▶ What to do
Repeat exactly each line of the data provided below.

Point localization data
BEGIN

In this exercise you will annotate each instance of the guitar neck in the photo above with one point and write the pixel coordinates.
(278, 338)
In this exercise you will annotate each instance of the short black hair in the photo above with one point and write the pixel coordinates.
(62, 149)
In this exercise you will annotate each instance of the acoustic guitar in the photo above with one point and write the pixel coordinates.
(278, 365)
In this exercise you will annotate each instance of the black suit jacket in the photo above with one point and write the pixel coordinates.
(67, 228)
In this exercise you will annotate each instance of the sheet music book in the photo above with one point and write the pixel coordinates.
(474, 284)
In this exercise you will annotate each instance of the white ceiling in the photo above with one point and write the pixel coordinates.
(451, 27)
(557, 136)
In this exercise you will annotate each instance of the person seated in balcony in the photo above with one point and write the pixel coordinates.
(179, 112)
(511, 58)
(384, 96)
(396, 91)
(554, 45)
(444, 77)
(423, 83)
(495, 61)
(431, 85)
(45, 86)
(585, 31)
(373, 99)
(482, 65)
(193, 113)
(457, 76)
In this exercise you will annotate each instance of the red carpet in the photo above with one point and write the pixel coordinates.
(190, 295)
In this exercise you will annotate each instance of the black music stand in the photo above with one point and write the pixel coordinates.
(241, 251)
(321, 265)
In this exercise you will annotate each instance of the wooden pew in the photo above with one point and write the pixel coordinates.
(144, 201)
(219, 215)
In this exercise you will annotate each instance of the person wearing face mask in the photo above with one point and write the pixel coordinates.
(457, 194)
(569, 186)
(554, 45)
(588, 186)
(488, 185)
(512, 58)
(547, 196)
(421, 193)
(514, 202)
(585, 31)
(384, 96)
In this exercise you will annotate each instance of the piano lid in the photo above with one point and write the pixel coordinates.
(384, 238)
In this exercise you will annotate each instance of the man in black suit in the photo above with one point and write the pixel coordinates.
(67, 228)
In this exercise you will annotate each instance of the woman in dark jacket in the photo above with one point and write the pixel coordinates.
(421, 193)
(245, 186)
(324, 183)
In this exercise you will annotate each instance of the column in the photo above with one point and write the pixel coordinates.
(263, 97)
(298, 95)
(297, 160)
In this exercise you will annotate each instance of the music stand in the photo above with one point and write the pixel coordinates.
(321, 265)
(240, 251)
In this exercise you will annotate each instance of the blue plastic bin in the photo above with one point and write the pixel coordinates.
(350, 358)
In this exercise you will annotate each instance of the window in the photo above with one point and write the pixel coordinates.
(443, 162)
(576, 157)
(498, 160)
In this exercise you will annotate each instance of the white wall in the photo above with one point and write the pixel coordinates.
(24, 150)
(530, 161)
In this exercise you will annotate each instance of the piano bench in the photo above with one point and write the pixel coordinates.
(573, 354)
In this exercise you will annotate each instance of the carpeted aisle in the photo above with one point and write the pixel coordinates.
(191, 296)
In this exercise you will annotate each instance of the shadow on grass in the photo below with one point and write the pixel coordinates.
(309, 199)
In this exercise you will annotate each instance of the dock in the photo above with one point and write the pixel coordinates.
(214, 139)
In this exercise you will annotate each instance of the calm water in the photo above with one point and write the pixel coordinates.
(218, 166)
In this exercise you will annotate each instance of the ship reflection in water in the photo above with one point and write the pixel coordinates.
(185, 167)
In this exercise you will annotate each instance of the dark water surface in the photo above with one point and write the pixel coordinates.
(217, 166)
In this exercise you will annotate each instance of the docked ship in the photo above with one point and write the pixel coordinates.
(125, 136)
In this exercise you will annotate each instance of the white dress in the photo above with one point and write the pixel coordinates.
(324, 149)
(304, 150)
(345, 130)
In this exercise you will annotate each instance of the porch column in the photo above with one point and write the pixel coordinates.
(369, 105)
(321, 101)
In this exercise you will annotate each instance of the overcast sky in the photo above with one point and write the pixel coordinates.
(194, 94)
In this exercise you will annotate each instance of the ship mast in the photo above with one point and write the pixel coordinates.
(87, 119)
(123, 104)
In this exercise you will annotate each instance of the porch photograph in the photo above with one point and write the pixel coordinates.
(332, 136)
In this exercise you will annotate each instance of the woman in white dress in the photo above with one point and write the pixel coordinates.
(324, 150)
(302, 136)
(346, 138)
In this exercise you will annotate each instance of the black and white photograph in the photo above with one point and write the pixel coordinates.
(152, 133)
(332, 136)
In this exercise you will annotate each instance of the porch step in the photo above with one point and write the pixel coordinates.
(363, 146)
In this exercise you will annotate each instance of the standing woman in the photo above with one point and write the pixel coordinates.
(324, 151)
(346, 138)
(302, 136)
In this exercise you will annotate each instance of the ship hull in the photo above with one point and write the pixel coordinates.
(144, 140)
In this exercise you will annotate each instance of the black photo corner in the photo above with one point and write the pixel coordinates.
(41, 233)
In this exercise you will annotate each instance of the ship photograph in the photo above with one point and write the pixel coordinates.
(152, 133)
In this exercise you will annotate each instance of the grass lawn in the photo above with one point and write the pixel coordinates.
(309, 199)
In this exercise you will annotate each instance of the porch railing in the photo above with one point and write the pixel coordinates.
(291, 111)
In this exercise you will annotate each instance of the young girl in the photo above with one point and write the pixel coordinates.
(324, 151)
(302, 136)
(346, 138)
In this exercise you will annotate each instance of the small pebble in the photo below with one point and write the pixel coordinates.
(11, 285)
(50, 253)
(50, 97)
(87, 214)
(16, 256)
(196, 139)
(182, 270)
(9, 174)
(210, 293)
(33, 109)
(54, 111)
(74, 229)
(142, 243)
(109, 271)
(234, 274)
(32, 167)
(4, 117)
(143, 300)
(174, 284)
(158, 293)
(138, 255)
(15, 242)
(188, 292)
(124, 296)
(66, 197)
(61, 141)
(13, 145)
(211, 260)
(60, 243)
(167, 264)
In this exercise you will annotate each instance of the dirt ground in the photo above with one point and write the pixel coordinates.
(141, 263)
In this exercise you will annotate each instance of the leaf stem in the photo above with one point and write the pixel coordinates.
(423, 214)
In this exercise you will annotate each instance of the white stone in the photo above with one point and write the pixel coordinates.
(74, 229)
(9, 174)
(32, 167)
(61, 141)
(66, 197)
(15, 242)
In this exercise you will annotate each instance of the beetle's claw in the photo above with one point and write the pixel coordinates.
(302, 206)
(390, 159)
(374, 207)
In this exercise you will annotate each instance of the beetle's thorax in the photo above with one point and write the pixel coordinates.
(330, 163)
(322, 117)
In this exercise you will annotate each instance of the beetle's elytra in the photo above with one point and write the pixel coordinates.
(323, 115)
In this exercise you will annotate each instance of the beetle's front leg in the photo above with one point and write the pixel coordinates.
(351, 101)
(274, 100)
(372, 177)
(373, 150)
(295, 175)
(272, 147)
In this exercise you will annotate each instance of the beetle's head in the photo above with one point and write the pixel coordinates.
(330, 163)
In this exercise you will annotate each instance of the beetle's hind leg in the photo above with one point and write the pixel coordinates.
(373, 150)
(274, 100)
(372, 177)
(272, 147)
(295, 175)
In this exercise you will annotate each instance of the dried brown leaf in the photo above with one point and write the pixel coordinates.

END

▶ Reply
In this exercise you will annotate each instance of the guitar neck in the photo above with one point and write the pixel coordinates.
(278, 338)
In this exercise you will annotate each instance of the short black hair in the photo above with one point and write the pixel coordinates.
(62, 149)
In this exercise you will annotate each instance of the acoustic guitar in the photo above with one point and write the pixel coordinates.
(278, 365)
In this exercise you will annotate each instance of the black suit jacket in the photo above with one point and write the pixel coordinates.
(67, 228)
In this exercise you will annotate each instance of the sheet music book in the photo above with one point and write the pixel coordinates.
(474, 284)
In this exercise you will annotate each instance of the white ceiling in the photo above with one point and write the pixel coordinates.
(451, 27)
(557, 136)
In this exercise you will annotate each instance of the person seated in balcony in the photo above with one point and write the pixel coordinates.
(179, 112)
(511, 58)
(384, 96)
(396, 91)
(554, 45)
(444, 77)
(423, 83)
(495, 61)
(431, 85)
(45, 86)
(585, 31)
(373, 99)
(482, 65)
(193, 113)
(457, 76)
In this exercise you will annotate each instance of the red carpet in the photo above with one point and write the pixel coordinates.
(190, 295)
In this exercise you will annotate each instance of the black music stand in the photo above with one point and write the pixel coordinates.
(241, 251)
(321, 265)
In this exercise you will annotate each instance of the wooden pew in the photo above with one point and write the pixel coordinates.
(144, 201)
(219, 215)
In this exercise you will annotate each instance of the person wearing face mask in the photo above with one point and write the pixel coordinates.
(457, 194)
(569, 186)
(554, 45)
(588, 186)
(488, 185)
(512, 58)
(547, 196)
(421, 193)
(514, 202)
(585, 31)
(384, 96)
In this exercise you will annotate each instance of the piano lid in the photo above with one point and write the pixel coordinates.
(384, 238)
In this exercise you will annotate each instance of the man in black suit in the photo above with one point and write the pixel coordinates.
(67, 228)
In this exercise you will annotate each instance of the woman in dark jacket in the photo above with one point and write the pixel coordinates.
(421, 193)
(245, 186)
(324, 183)
In this exercise you will annotate each instance of the column in the photo above with one point and write the pixel coordinates.
(263, 97)
(298, 95)
(297, 160)
In this exercise you will annotate each instance of the music stand in the photo above with one point and write the pixel coordinates.
(321, 265)
(240, 251)
In this exercise you will annotate each instance of the blue plastic bin in the photo above with one point and write the pixel coordinates.
(350, 358)
In this exercise you will annotate each instance of the window in the photo above with one point and write the pixel coordinates.
(443, 162)
(576, 157)
(498, 160)
In this exercise you will annotate each instance of the white wall in the photo above with one point and write the pixel coordinates.
(24, 150)
(530, 161)
In this exercise you will annotate each instance of the piano bench in the photo above with one point and write the pixel coordinates.
(573, 354)
In this exercise you will annotate each instance of the carpeted aisle in the photo above with one point and write the pixel coordinates.
(191, 296)
In this exercise you will annotate each instance of the shadow on grass in the photo below with one point and write the pixel coordinates.
(309, 199)
In this exercise you will annotate each instance of the dock in the photo above with one point and write the pixel coordinates.
(214, 139)
In this exercise you will annotate each instance of the calm water in the photo above with one point and write the pixel coordinates.
(218, 166)
In this exercise you will annotate each instance of the ship reflection in water in the photo above with one point and write the pixel coordinates.
(185, 167)
In this exercise you will annotate each instance of the dark water surface in the photo above with one point and write the pixel coordinates.
(217, 166)
In this exercise you will annotate each instance of the docked ship in the photo above with one point and write the pixel coordinates.
(125, 136)
In this exercise you will annotate each instance of the white dress in the photo above with one point and write the pixel coordinates.
(324, 149)
(304, 150)
(345, 130)
In this exercise you will annotate each instance of the porch column in the photo above with one point and write the pixel coordinates.
(369, 105)
(321, 101)
In this exercise you will annotate each instance of the overcast sky in the photo above with one point and write the pixel coordinates.
(194, 94)
In this exercise you will annotate each instance of the ship mast in the photo above with one point and write the pixel coordinates.
(87, 119)
(123, 104)
In this exercise you will annotate each instance of the porch photograph in the photo above with one point and write the pixel coordinates.
(332, 136)
In this exercise you will annotate each instance of the woman in white dress in the photo above with one point and write the pixel coordinates.
(324, 150)
(302, 136)
(346, 138)
In this exercise you will annotate each instance of the black and white photograph in the photo above with one point and write the pixel coordinates.
(152, 133)
(332, 136)
In this exercise you will annotate each instance of the porch step in the photo above with one point and write the pixel coordinates.
(363, 146)
In this exercise you will annotate each instance of the standing woman in the photo above with one point and write the pixel coordinates.
(324, 151)
(346, 138)
(302, 136)
In this exercise you will annotate each instance of the ship hull in the photo above with one point and write the pixel coordinates.
(144, 140)
In this exercise you will annotate each instance of the black photo corner in the photo above with one point and write the pixel coordinates.
(41, 233)
In this exercise you will annotate each instance of the ship photograph in the photo above with one point and write the pixel coordinates.
(152, 133)
In this exercise you will annotate each instance of the grass lawn in the photo above with one point and write the pixel coordinates.
(309, 199)
In this exercise you will annotate each instance of the porch railing in the photo above with one point and write the pixel coordinates.
(291, 111)
In this exercise you will annotate each instance of the young girl in the photo above with one point and write the pixel coordinates.
(324, 151)
(302, 136)
(346, 138)
In this exercise you will annotate each instance of the small pebble in the photo below with one point and write the pixel coordinates.
(11, 285)
(50, 253)
(50, 97)
(87, 214)
(16, 256)
(196, 139)
(182, 270)
(9, 174)
(210, 293)
(33, 109)
(54, 111)
(74, 229)
(142, 243)
(109, 271)
(234, 274)
(32, 167)
(4, 117)
(143, 300)
(174, 284)
(158, 293)
(138, 255)
(15, 242)
(188, 292)
(124, 296)
(66, 197)
(61, 141)
(13, 145)
(211, 260)
(60, 243)
(167, 264)
In this exercise you will annotate each instance of the dirt ground in the photo above with one point and write the pixel coordinates.
(141, 263)
In this exercise you will annotate each instance of the leaf stem in the photo above with one point and write the pixel coordinates.
(423, 214)
In this exercise you will annotate each instance of the white stone in the photo above with one point and write the pixel coordinates.
(74, 229)
(9, 174)
(32, 167)
(61, 141)
(66, 197)
(15, 242)
In this exercise you will annotate each instance of the beetle's claw in the photo above with one point and write the pixel coordinates.
(302, 206)
(390, 159)
(374, 207)
In this exercise you will annotate each instance of the beetle's thorax in the photo above with one point and write the pixel coordinates.
(330, 163)
(322, 117)
In this exercise you will annotate each instance of the beetle's elytra in the photo above with one point and write the pixel coordinates.
(323, 115)
In this exercise you will annotate each instance of the beetle's front leg in the photo above with one point and write the pixel coordinates.
(351, 101)
(274, 100)
(372, 177)
(373, 150)
(295, 175)
(272, 147)
In this exercise you will annotate each instance of the beetle's head in the photo above with one point and write the pixel coordinates.
(330, 163)
In this exercise you will annotate each instance of the beetle's hind leg in the photo above with one point and write the pixel coordinates.
(373, 150)
(274, 100)
(372, 177)
(272, 147)
(295, 175)
In this exercise you will annotate each instance of the dried brown leaf in the photo above with one point and write the pixel coordinates.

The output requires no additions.